# What you are asked to do
Both the line below containing "Mark one point on each instance of the dark" and the line containing "Mark one point on each instance of the blurred green", along with every line between them, should be repeated exactly; no other line belongs in the answer.

◆ ◆ ◆ ◆

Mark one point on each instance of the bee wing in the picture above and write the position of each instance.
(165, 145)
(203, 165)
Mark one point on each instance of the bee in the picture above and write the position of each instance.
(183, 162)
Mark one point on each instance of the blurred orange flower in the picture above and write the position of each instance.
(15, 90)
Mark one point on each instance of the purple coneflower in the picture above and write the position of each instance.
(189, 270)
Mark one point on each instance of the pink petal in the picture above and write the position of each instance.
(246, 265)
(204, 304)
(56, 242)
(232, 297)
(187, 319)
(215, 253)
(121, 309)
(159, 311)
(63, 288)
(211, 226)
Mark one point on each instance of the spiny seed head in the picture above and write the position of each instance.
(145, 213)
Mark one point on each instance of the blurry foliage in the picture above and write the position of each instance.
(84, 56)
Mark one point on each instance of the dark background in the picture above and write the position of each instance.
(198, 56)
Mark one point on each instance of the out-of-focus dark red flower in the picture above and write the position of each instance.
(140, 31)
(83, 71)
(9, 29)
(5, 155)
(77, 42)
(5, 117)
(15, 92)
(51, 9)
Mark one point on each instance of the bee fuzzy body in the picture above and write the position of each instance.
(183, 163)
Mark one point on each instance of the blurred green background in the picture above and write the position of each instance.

◆ ◆ ◆ ◆

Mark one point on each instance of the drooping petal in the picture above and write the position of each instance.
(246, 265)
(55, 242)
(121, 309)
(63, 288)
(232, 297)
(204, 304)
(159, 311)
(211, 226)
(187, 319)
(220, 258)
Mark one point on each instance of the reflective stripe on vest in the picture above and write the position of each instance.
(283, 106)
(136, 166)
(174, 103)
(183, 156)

◆ ◆ ◆ ◆

# Answer to this problem
Mark one point on each instance of the dark background in the picture above and write the position of each instance.
(198, 56)
Mark one point on each instance of the out-of-focus dark red flower in the picture above and write the position of each instance.
(140, 31)
(83, 71)
(9, 29)
(5, 155)
(77, 42)
(5, 117)
(15, 92)
(51, 9)
Mark one point on each instance of the bee fuzzy body in the picture above and write the position of each instance.
(183, 163)
Mark one point on each instance of the blurred green background in the picture above and write the position of each instance.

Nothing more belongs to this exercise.